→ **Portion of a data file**
## BEGIN

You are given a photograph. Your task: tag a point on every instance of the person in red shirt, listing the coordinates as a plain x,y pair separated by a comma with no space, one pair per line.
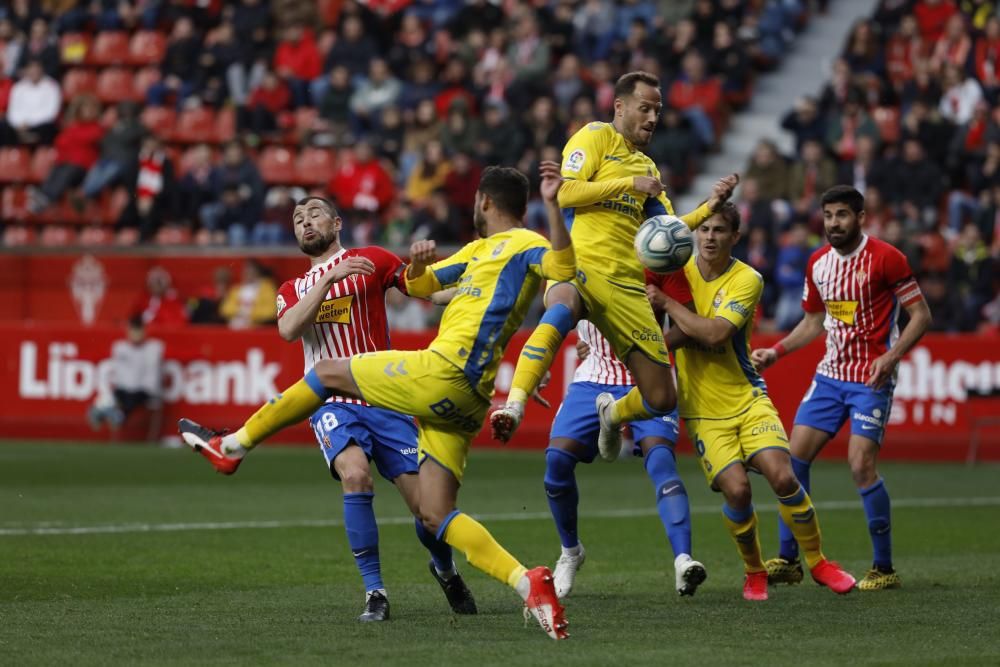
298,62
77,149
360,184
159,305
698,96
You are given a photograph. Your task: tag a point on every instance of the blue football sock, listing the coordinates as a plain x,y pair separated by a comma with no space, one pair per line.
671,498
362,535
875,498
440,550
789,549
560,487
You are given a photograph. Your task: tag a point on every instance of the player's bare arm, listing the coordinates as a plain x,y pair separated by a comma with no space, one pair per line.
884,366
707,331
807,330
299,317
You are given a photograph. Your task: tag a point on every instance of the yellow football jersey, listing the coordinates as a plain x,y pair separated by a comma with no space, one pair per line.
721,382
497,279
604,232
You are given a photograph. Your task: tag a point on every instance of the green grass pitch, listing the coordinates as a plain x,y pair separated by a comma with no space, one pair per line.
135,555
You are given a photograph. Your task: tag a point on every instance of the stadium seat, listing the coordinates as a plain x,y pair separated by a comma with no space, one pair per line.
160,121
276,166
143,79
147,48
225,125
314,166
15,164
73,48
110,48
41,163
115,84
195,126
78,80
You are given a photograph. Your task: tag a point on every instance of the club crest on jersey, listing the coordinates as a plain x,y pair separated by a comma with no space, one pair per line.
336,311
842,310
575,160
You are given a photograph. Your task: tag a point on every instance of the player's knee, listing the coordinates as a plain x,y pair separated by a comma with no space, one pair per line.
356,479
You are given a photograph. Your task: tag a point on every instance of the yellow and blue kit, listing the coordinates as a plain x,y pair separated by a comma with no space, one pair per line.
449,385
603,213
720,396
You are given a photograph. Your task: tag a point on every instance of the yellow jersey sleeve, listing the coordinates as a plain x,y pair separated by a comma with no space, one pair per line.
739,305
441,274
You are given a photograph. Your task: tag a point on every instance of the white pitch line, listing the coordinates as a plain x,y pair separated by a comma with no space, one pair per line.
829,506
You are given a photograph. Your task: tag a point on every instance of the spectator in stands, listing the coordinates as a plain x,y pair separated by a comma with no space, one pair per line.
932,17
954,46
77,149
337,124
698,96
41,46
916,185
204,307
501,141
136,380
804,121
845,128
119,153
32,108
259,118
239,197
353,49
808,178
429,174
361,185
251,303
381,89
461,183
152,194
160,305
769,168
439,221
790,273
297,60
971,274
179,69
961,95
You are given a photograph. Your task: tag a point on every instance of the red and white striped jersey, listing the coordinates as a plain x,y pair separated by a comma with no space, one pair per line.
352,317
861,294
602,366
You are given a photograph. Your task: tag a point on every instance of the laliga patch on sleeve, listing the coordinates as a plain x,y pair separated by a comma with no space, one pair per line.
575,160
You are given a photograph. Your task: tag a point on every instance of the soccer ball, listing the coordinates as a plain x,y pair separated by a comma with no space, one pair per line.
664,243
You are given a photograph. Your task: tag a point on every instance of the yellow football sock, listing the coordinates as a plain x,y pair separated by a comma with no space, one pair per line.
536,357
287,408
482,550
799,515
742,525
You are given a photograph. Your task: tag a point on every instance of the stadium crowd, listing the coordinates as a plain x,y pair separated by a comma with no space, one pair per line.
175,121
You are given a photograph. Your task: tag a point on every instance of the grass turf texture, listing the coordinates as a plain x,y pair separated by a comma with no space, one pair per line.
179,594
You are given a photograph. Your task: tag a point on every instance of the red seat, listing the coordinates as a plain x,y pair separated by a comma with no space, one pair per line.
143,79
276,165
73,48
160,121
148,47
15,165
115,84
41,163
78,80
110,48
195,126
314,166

## END
## BEGIN

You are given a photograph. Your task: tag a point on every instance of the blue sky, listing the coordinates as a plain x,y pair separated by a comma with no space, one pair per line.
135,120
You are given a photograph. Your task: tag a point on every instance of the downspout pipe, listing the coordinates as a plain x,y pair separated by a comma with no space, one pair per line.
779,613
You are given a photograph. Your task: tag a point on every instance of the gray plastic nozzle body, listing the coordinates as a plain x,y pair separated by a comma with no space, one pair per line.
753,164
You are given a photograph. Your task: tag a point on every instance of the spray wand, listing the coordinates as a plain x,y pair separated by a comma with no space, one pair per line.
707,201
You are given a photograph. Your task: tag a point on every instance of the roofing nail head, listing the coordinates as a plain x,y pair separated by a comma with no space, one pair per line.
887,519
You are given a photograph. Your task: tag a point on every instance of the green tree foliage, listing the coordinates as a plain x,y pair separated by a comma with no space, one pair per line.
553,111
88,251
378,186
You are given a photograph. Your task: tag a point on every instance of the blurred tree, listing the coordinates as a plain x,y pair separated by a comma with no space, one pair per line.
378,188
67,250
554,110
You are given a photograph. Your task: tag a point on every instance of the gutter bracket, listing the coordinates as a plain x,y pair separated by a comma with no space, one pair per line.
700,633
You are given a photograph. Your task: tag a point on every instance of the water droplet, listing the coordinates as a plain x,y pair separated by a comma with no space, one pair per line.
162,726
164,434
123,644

## END
## BEGIN

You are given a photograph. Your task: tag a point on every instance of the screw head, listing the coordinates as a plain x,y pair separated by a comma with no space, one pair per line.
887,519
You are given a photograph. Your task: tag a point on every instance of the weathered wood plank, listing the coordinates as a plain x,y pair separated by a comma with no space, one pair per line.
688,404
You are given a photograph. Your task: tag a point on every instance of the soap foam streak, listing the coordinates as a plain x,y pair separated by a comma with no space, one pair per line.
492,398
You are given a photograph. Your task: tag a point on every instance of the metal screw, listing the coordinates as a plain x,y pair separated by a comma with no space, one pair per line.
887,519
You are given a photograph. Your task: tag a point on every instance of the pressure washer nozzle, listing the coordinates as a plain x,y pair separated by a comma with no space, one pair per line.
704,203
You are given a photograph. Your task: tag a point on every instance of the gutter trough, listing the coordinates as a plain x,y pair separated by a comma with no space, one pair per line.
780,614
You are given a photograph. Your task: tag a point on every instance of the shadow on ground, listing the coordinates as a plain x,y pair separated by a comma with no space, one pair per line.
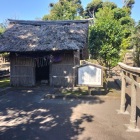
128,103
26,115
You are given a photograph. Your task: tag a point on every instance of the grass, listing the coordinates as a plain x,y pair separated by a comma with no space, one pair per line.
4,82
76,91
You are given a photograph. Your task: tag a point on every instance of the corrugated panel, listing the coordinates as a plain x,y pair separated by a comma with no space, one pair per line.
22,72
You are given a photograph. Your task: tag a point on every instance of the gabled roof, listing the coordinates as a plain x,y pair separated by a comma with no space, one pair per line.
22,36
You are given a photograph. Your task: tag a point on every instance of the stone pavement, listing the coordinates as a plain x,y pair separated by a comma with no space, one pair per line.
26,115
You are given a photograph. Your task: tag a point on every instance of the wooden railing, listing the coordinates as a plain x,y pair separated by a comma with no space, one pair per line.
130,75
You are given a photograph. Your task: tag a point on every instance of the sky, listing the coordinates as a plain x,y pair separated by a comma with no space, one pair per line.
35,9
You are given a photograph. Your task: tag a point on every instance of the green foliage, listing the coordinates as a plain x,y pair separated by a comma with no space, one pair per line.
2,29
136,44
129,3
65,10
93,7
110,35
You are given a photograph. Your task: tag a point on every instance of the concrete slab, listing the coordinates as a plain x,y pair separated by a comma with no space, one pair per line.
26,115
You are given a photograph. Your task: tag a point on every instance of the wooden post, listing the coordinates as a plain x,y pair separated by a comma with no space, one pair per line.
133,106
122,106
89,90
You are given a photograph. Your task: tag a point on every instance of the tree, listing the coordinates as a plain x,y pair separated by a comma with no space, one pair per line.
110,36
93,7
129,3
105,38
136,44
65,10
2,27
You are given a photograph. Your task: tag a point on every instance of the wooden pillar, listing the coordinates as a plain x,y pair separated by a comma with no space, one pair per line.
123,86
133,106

## END

→ **WHAT YOU WILL DO**
Which lines in the records contain the word "soccer", with case matching? List each of those lines in full.

→ **REPLY TO THE EXERCISE**
You are given a photograph. Your task: tag a point on every instance of the soccer ball, listing the coordinates as a plain x,y pair separated by a comma with no space, one pair per line.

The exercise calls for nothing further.